**The input:**

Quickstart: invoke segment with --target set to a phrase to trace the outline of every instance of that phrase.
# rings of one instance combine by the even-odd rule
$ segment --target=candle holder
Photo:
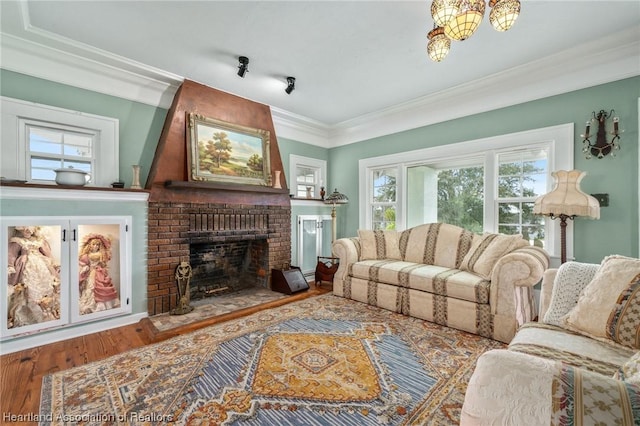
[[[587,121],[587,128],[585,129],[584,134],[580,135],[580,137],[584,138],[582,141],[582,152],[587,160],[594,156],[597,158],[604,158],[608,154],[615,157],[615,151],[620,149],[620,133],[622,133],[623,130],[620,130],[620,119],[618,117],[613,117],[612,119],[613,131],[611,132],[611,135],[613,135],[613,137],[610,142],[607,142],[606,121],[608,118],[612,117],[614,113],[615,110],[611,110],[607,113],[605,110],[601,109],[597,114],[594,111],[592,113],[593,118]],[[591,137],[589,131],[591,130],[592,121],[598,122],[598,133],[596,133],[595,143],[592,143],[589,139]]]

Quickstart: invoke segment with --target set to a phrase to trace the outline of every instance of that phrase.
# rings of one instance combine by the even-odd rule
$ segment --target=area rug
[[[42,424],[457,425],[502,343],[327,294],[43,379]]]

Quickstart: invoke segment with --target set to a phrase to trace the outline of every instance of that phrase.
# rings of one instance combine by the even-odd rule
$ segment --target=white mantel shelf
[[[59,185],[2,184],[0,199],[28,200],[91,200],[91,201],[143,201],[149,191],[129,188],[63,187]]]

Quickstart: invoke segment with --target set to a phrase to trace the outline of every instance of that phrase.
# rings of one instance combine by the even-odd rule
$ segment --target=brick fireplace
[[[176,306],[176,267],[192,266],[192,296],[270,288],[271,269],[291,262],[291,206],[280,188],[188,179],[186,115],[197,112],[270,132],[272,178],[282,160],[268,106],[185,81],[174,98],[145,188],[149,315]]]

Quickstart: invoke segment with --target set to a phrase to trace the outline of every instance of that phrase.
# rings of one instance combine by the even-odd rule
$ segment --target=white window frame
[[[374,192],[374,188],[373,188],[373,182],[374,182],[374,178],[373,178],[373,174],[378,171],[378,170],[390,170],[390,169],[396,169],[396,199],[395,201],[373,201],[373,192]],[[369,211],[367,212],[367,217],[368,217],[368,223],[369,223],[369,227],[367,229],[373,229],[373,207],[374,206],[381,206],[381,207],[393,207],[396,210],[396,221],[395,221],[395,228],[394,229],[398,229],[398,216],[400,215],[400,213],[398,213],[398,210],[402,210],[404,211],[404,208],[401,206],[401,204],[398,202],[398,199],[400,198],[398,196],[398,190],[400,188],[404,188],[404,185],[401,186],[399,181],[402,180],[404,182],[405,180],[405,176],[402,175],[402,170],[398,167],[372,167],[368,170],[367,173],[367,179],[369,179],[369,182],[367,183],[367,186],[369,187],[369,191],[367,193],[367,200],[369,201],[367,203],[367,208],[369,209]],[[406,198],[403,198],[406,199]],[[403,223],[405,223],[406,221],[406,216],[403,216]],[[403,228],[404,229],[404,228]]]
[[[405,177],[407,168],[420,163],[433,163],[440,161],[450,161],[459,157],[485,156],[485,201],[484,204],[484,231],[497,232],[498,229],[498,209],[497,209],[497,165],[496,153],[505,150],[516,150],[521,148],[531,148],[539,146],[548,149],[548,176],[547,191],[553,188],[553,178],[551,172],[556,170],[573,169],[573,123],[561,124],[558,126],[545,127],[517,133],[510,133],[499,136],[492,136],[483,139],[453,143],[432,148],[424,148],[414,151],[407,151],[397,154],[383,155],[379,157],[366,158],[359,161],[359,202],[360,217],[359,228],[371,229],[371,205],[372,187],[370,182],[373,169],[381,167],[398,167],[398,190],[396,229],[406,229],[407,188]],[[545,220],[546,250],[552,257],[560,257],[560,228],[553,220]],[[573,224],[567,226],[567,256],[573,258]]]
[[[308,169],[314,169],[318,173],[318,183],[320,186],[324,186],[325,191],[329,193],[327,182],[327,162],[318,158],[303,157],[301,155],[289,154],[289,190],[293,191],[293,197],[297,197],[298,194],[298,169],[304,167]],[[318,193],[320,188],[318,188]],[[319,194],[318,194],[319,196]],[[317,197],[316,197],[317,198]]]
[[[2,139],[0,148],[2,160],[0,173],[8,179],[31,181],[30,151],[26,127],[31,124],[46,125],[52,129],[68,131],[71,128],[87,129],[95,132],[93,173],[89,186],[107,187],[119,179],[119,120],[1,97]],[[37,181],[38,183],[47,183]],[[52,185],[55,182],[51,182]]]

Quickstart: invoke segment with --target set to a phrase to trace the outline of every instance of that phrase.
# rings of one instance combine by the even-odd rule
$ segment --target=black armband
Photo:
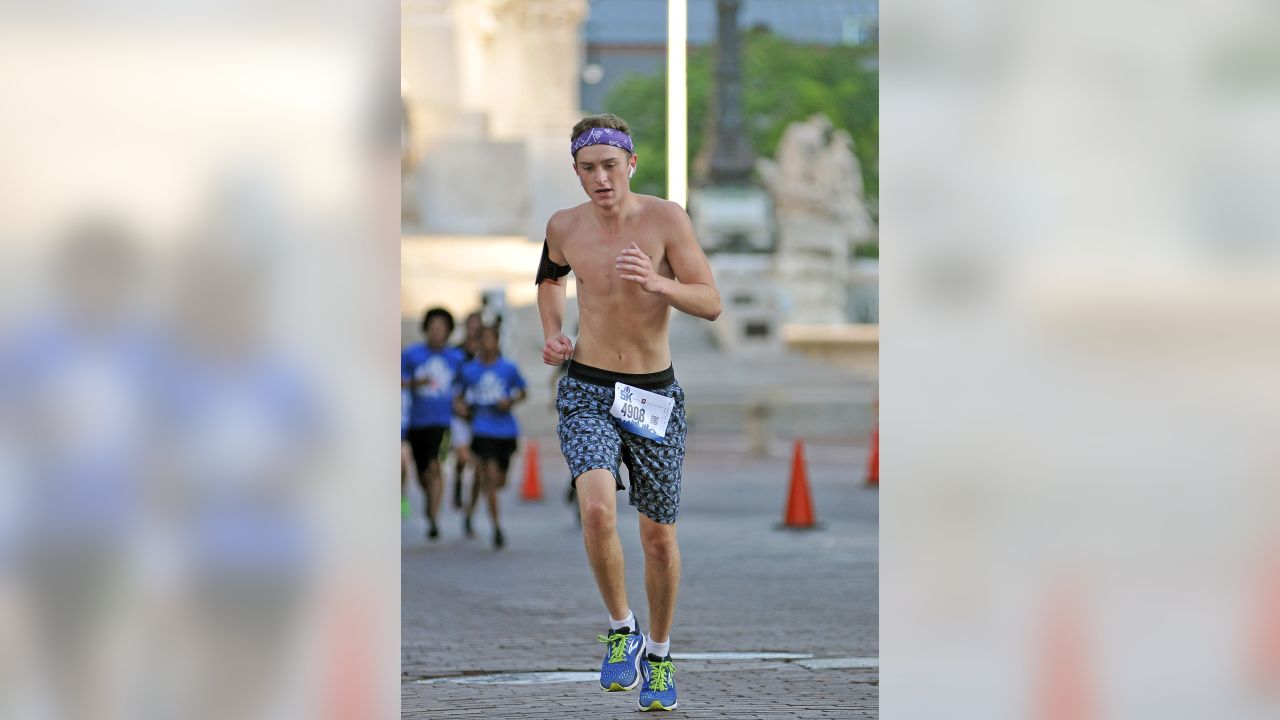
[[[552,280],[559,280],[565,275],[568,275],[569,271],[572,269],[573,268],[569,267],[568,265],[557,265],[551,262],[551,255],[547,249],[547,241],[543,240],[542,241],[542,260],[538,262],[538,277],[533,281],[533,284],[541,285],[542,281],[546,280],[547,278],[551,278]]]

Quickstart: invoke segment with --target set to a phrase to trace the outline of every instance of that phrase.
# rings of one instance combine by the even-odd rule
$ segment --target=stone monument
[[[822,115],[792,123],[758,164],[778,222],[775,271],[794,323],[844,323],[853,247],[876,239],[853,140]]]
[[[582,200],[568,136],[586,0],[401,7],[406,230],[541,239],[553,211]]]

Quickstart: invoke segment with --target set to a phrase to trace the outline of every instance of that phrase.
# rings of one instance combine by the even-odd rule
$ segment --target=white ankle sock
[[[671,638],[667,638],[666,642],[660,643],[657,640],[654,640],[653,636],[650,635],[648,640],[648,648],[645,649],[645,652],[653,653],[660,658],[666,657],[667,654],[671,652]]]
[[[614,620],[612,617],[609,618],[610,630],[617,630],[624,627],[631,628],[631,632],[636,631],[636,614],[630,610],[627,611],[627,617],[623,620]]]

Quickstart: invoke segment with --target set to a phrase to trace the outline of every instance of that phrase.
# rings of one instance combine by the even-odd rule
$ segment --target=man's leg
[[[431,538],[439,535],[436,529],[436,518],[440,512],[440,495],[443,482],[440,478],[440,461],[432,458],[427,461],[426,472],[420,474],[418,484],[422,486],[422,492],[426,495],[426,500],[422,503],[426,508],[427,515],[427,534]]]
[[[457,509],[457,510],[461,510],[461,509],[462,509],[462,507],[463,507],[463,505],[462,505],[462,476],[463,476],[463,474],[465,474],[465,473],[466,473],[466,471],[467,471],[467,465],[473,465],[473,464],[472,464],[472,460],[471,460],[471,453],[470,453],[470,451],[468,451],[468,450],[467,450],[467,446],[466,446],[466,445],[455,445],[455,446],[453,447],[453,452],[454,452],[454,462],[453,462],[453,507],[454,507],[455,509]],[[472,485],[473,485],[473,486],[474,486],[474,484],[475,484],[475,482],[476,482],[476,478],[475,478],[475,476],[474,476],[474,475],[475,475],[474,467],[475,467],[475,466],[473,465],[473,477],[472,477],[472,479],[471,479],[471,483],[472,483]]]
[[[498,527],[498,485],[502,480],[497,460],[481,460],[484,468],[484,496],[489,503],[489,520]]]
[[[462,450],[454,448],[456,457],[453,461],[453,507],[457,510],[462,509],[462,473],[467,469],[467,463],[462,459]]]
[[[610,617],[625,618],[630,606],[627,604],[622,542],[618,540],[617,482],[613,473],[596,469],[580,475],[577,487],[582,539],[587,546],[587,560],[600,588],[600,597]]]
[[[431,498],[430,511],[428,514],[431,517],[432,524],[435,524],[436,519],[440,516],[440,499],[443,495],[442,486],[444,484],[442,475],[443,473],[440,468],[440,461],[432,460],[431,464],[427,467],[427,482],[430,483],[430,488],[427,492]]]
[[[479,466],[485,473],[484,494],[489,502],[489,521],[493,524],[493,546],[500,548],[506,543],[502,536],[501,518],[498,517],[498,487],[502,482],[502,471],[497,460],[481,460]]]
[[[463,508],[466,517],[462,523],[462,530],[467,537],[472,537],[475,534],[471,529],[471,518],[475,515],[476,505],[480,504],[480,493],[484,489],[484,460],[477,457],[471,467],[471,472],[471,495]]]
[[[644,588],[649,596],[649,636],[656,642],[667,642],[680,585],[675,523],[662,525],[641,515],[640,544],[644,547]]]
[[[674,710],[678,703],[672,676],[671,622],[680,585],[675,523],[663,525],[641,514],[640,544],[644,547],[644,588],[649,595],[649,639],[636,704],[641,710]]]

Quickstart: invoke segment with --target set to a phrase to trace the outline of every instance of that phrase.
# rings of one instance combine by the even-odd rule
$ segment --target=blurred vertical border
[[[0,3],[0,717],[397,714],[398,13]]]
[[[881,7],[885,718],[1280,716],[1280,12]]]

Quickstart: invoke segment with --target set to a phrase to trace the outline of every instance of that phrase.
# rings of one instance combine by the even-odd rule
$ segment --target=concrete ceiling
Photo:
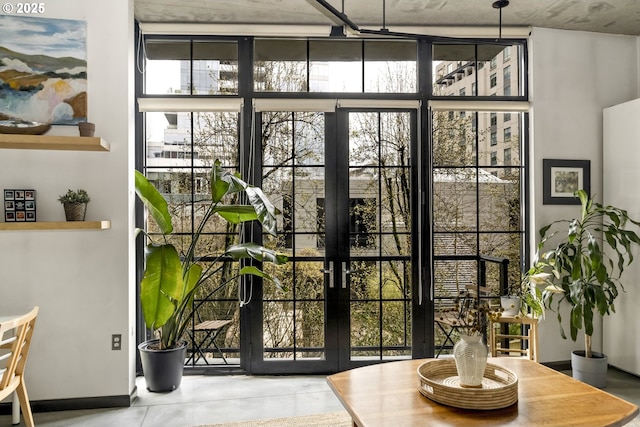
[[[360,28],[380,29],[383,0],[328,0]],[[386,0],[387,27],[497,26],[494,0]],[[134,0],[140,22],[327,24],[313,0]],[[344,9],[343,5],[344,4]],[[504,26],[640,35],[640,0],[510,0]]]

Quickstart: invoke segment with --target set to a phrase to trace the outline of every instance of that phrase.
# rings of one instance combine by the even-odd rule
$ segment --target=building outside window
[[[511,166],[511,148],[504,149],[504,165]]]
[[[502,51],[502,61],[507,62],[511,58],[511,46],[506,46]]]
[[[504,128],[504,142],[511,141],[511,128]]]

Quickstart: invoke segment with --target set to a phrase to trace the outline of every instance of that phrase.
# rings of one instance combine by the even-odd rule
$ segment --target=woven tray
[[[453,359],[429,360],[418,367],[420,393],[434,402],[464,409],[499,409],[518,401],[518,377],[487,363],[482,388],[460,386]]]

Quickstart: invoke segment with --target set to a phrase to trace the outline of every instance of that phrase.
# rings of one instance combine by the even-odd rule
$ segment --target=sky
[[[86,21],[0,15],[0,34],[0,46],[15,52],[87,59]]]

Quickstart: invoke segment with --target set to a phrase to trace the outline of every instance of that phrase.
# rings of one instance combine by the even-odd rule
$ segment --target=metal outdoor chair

**Exercise details:** Only the lines from the start of the material through the line bearing "segment --target=candle holder" are needed, restated exactly, with both end lines included.

**Response:**
Quickstart: invoke segment with --target set to a phrase to trace the outline of every instance of that phrase.
# rings of one instance combine by the even-odd rule
$ segment --target=candle holder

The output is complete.